Question

Box 1 contains 3 blue and 5 red balls, whereas Box 2 contains 2 blue and 4 red ball. A ball is randomly chosen from Box 1 and then transferred to Box 2, and a ball is then randomly selected from Box 2. What is the conditional probability that the transferred ball was blue, given that a red ball is selected from Box 2 (round off to second decimal place)?

Answer 1

Answer:

0.32

Step-by-step explanation:

Let A be the event that the transferred ball was blue.

B be the event that the red ball is selected from box 2

C be the event that the transferred ball was red

Then:

P(A) be the probability that the transferred ball was blue, which is 3/8

P(C) be the probability that the transferred ball was red, which is 5/8

P(B|A) is the probability that selected ball is red, given that the transferred ball was blue, which is 4/7

P(B|C) is the probability that selected ball is red, given that the transferred ball was red, which is 5/7

P(B) is the probability that the selected ball is red, which there are 2 scenarios, given that the transferred ball is blue and red

P(B) = P(B|A)P(A) + P(B|C)P(C)

$P(B) = \frac{4}{7}\frac{3}{8} + \frac{5}{7}\frac{5}{8}$

$P(B) = \frac{3}{14} + \frac{25}{56} = \frac{37}{56}$

P(A|B) is the probability that the transferred ball was blue, given that a red ball is selected from Box 2, which can be solved using Bayes theorem

$P(A|B) = \frac{P(B|A)P(A)}{P(B)} = \frac{\frac{4}{7}*\frac{3}{8}}{\frac{37}{56}} = \frac{3}{14}\frac{56}{37} = \frac{12}{37} = 0.324$

====

Retype the portion of the ball-transfer probability text that begins with the words "P(B) is the" and ends with "P(B|A)P(A) + P(B|C)P(C)".

Extracted information —
====

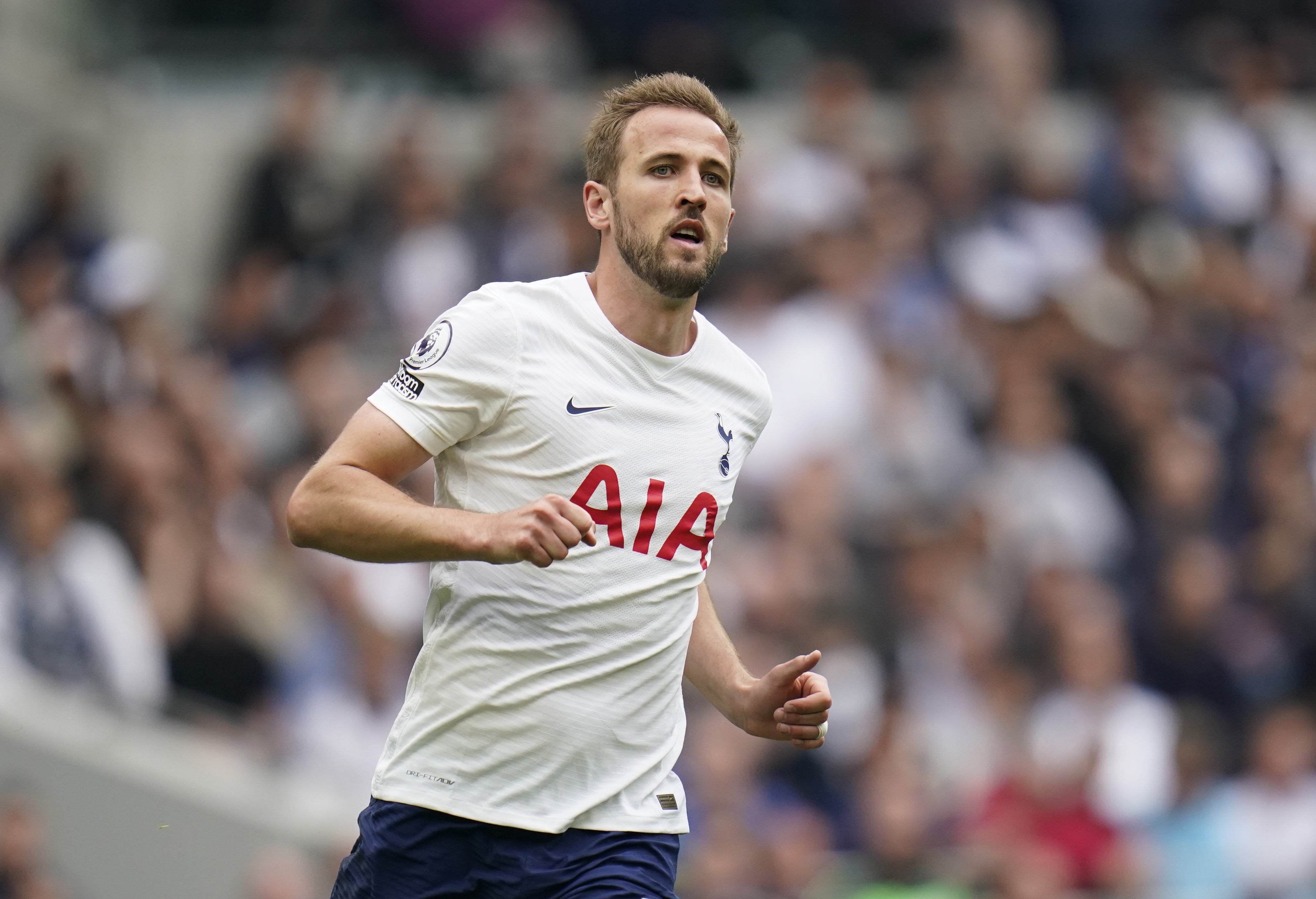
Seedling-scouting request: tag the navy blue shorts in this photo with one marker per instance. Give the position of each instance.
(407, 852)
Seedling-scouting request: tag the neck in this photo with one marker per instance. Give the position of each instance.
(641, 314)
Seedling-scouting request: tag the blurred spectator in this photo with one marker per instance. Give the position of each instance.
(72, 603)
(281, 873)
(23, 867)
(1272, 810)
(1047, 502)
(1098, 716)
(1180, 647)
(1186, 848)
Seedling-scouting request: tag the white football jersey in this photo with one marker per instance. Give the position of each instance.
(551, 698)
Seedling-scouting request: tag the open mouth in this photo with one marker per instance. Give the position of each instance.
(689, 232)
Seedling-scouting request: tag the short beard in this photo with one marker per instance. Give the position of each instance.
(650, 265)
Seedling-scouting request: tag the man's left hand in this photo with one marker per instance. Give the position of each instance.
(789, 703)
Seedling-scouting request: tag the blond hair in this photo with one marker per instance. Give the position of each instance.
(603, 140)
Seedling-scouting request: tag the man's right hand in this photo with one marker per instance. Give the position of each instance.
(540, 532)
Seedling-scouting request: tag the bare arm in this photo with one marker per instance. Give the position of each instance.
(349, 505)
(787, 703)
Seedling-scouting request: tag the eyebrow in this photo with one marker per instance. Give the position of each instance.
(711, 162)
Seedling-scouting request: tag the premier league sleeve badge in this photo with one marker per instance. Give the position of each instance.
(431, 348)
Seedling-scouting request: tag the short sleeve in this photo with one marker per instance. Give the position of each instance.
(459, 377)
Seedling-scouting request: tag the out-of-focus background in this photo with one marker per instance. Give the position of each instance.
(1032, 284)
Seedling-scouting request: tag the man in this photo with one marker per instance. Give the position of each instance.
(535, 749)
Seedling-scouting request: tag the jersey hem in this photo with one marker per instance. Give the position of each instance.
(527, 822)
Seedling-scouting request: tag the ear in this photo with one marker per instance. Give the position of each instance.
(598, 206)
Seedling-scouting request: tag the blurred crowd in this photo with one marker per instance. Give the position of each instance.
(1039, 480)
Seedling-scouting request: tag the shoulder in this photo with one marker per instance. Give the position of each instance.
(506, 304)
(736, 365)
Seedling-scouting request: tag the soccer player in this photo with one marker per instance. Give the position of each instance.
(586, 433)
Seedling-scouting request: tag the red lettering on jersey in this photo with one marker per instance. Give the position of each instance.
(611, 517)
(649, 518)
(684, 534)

====

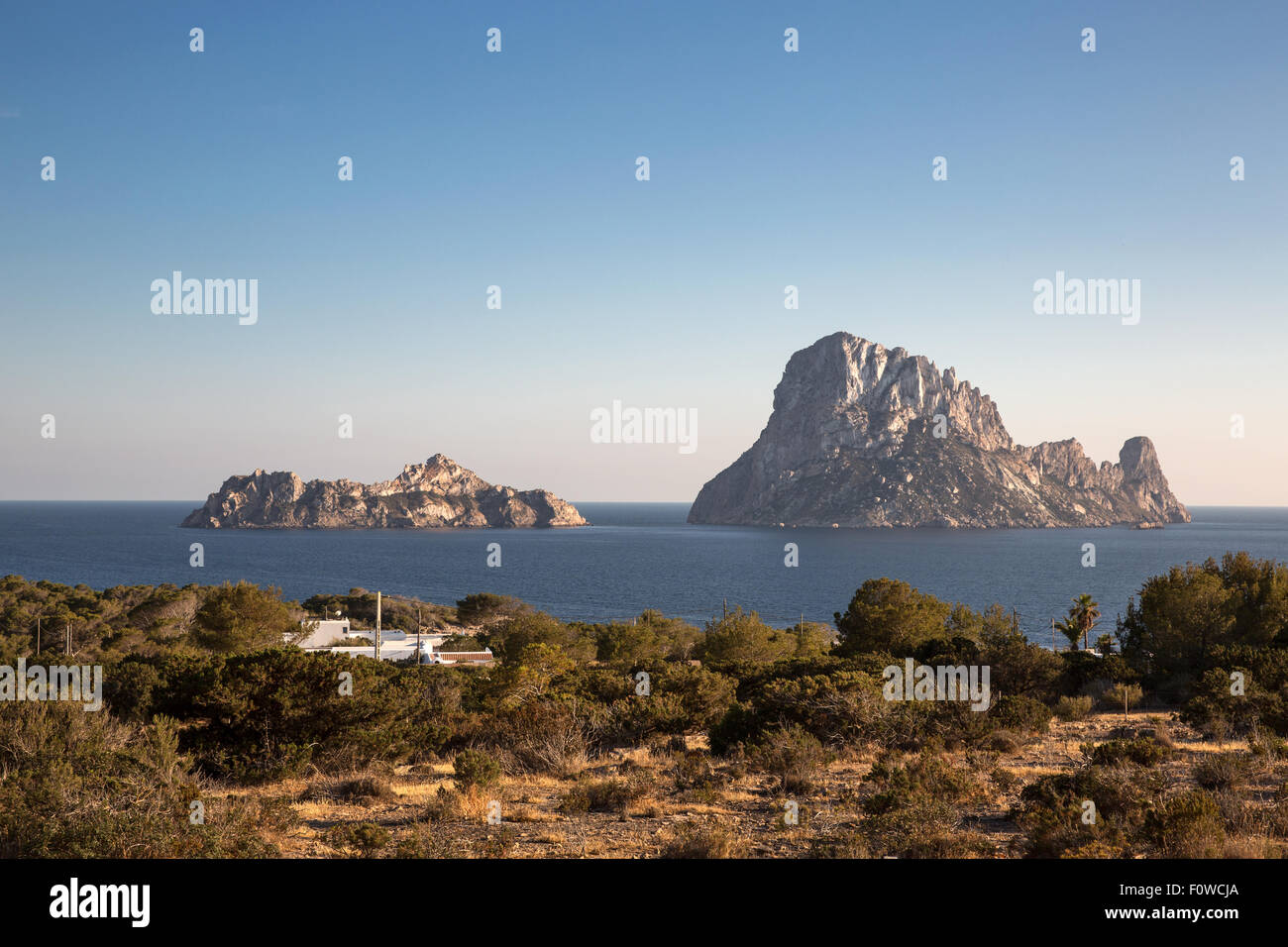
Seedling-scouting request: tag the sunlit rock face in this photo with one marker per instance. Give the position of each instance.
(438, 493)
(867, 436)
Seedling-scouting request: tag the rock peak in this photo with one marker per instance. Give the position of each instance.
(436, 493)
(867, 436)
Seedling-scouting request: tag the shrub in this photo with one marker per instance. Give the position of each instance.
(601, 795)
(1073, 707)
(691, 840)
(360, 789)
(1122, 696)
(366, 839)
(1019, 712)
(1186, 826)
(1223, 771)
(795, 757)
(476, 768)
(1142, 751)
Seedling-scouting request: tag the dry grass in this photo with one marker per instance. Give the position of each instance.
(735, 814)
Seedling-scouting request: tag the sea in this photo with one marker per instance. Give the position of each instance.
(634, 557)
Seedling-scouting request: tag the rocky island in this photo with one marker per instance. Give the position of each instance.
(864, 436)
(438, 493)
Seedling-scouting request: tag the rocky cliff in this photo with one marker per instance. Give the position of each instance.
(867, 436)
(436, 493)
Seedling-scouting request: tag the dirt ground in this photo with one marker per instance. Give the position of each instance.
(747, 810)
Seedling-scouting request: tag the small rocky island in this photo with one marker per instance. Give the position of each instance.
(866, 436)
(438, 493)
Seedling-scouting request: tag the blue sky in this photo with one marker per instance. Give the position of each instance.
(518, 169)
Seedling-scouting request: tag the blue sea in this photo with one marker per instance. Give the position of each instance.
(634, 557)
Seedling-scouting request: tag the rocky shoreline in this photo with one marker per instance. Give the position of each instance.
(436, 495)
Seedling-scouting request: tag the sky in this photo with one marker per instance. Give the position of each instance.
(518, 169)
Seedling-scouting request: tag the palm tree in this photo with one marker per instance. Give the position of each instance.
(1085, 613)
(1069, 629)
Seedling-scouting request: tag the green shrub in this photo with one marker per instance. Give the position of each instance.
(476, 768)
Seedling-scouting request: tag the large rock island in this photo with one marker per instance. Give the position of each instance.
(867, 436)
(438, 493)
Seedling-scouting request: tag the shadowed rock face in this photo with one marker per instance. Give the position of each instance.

====

Correct result —
P(B) is the probability that the selected ball is red, which there are 2 scenarios, given that the transferred ball is blue and red

P(B) = P(B|A)P(A) + P(B|C)P(C)